> **Extracted records**
Content starts

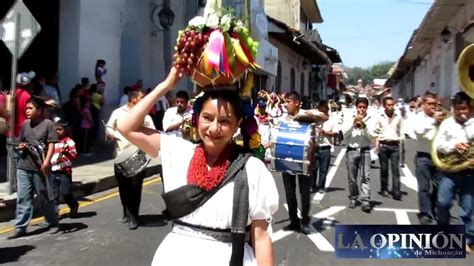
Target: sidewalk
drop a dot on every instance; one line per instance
(91, 175)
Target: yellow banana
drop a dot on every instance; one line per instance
(247, 89)
(240, 53)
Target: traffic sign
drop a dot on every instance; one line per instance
(28, 28)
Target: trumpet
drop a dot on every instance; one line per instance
(358, 121)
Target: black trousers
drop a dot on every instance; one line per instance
(289, 181)
(390, 153)
(428, 178)
(130, 190)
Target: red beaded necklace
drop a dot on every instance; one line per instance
(199, 175)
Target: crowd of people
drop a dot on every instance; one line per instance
(197, 175)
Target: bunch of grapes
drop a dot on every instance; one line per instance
(189, 46)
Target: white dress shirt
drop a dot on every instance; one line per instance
(359, 138)
(425, 131)
(390, 129)
(119, 114)
(451, 133)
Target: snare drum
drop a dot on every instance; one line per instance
(293, 148)
(131, 161)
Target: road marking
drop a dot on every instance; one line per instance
(408, 179)
(317, 238)
(402, 217)
(394, 210)
(81, 205)
(332, 172)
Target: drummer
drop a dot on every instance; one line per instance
(130, 188)
(294, 113)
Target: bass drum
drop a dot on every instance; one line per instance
(293, 148)
(131, 161)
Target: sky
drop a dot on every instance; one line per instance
(367, 32)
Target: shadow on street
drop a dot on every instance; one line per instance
(12, 254)
(153, 220)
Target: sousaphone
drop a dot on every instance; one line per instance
(465, 67)
(454, 162)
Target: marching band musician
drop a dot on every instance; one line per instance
(130, 188)
(424, 126)
(323, 147)
(359, 131)
(390, 128)
(292, 103)
(456, 135)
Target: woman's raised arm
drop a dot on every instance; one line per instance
(132, 127)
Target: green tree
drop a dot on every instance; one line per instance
(368, 74)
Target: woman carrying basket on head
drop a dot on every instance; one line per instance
(229, 223)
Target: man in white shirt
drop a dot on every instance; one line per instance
(359, 131)
(124, 99)
(130, 188)
(425, 126)
(390, 127)
(292, 104)
(456, 135)
(325, 131)
(174, 116)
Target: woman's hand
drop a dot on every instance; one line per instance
(174, 76)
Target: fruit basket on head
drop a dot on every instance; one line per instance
(215, 50)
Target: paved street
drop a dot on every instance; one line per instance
(98, 237)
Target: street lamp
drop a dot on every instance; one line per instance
(165, 17)
(446, 35)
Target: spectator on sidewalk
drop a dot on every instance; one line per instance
(32, 169)
(23, 94)
(175, 116)
(87, 124)
(61, 167)
(124, 99)
(100, 72)
(130, 188)
(97, 102)
(51, 90)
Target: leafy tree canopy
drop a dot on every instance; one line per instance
(377, 71)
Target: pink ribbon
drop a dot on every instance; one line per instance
(215, 46)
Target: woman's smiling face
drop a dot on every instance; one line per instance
(217, 124)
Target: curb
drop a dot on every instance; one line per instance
(81, 190)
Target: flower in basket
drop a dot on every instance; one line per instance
(215, 50)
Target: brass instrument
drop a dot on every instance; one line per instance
(455, 162)
(359, 121)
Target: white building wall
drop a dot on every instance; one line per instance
(438, 67)
(289, 59)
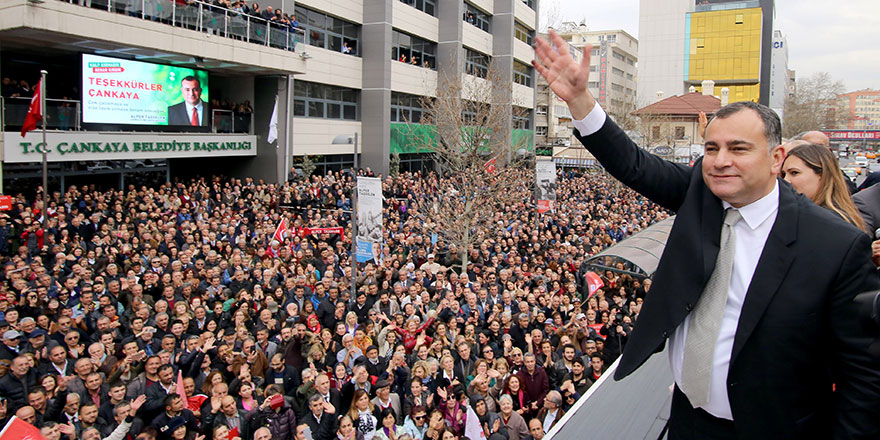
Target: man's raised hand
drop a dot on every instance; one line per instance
(566, 77)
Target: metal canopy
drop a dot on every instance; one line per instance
(636, 407)
(642, 250)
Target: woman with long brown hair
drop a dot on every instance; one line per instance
(814, 172)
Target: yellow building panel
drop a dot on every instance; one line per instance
(730, 50)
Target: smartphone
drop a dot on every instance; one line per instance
(307, 433)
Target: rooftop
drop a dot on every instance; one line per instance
(690, 104)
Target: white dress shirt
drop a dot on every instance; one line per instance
(751, 235)
(199, 107)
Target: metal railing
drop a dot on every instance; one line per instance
(228, 121)
(205, 17)
(65, 115)
(61, 114)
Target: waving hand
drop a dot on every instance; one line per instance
(567, 78)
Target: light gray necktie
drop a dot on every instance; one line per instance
(705, 321)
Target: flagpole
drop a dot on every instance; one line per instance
(353, 261)
(45, 153)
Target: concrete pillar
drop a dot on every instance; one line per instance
(270, 157)
(376, 93)
(502, 59)
(450, 55)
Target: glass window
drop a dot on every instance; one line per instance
(523, 33)
(476, 63)
(413, 50)
(329, 32)
(315, 100)
(408, 107)
(427, 6)
(476, 17)
(522, 73)
(522, 118)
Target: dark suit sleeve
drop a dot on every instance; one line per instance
(856, 372)
(661, 181)
(868, 205)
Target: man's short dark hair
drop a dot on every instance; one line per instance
(192, 78)
(169, 399)
(772, 125)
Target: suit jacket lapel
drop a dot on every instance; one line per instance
(773, 266)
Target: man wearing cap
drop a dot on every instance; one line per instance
(16, 384)
(36, 341)
(376, 365)
(519, 331)
(175, 408)
(10, 348)
(360, 307)
(431, 265)
(57, 362)
(386, 399)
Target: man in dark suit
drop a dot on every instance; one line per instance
(328, 394)
(321, 419)
(192, 111)
(789, 358)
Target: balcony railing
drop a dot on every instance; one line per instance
(65, 115)
(204, 17)
(61, 114)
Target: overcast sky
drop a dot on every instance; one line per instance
(839, 38)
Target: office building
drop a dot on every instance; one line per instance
(686, 42)
(860, 110)
(348, 67)
(613, 59)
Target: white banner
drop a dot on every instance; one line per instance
(545, 183)
(67, 146)
(369, 245)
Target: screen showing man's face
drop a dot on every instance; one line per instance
(192, 91)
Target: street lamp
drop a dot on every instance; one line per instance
(342, 140)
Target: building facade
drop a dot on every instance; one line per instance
(861, 109)
(405, 49)
(687, 42)
(781, 77)
(340, 68)
(613, 60)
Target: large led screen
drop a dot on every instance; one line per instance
(117, 91)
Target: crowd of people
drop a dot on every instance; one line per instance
(164, 313)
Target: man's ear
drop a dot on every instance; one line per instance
(777, 156)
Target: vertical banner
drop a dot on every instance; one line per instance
(545, 182)
(369, 239)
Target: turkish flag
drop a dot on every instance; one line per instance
(490, 166)
(35, 112)
(181, 390)
(18, 429)
(278, 236)
(594, 282)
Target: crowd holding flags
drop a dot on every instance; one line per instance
(283, 231)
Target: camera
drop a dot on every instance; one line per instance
(869, 317)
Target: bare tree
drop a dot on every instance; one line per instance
(813, 105)
(481, 167)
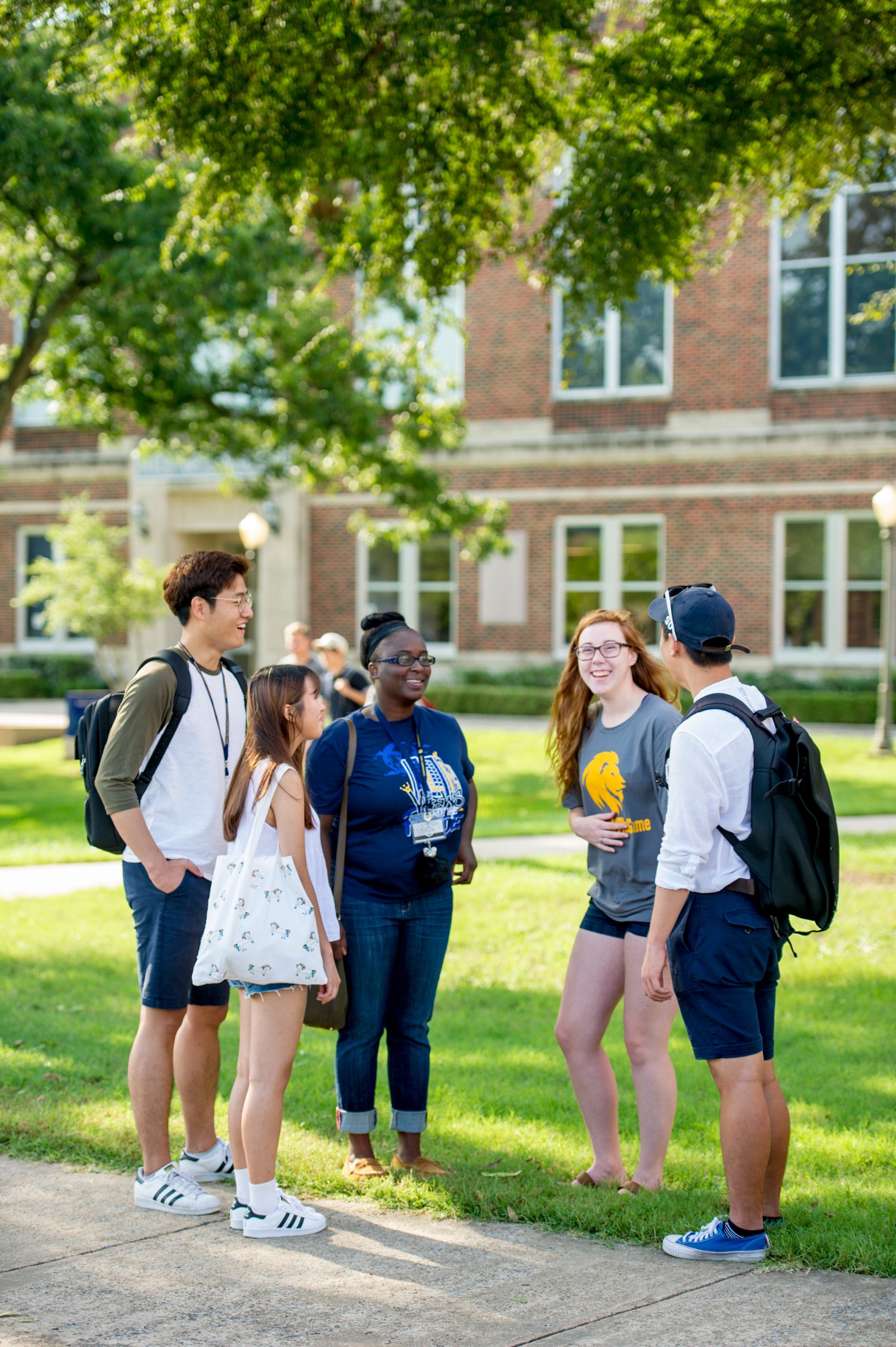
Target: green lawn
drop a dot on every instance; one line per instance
(500, 1098)
(41, 795)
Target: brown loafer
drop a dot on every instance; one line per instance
(422, 1167)
(357, 1168)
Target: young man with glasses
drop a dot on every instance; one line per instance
(708, 941)
(173, 837)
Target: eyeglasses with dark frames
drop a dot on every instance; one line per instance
(405, 660)
(609, 650)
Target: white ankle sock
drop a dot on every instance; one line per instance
(263, 1197)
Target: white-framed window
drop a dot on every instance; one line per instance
(606, 562)
(418, 580)
(615, 352)
(32, 634)
(821, 279)
(829, 588)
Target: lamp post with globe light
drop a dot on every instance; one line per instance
(884, 507)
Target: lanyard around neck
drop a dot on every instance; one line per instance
(225, 737)
(419, 748)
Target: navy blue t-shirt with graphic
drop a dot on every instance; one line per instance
(386, 791)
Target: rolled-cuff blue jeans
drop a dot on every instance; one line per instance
(392, 968)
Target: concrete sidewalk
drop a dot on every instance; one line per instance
(49, 881)
(81, 1266)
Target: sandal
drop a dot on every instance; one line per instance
(422, 1167)
(631, 1189)
(585, 1180)
(357, 1168)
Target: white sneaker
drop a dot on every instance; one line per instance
(289, 1218)
(169, 1190)
(215, 1168)
(239, 1210)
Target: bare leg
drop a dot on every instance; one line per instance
(197, 1062)
(150, 1079)
(593, 988)
(779, 1119)
(647, 1028)
(746, 1133)
(274, 1038)
(240, 1085)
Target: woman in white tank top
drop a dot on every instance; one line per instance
(285, 710)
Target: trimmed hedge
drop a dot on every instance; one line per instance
(47, 675)
(21, 683)
(806, 705)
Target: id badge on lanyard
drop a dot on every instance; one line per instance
(428, 828)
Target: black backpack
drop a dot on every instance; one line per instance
(793, 850)
(93, 733)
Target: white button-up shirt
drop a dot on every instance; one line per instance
(710, 776)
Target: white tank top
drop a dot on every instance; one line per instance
(268, 845)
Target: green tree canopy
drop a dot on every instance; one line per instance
(234, 352)
(418, 128)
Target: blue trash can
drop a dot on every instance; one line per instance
(76, 705)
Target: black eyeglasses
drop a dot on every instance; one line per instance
(406, 660)
(609, 650)
(673, 592)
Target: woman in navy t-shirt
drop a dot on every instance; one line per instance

Content ends

> **Activity**
How many lines in the listing contain the string "canopy"? Please answer with the number and no other words.

> **Answer for the task**
3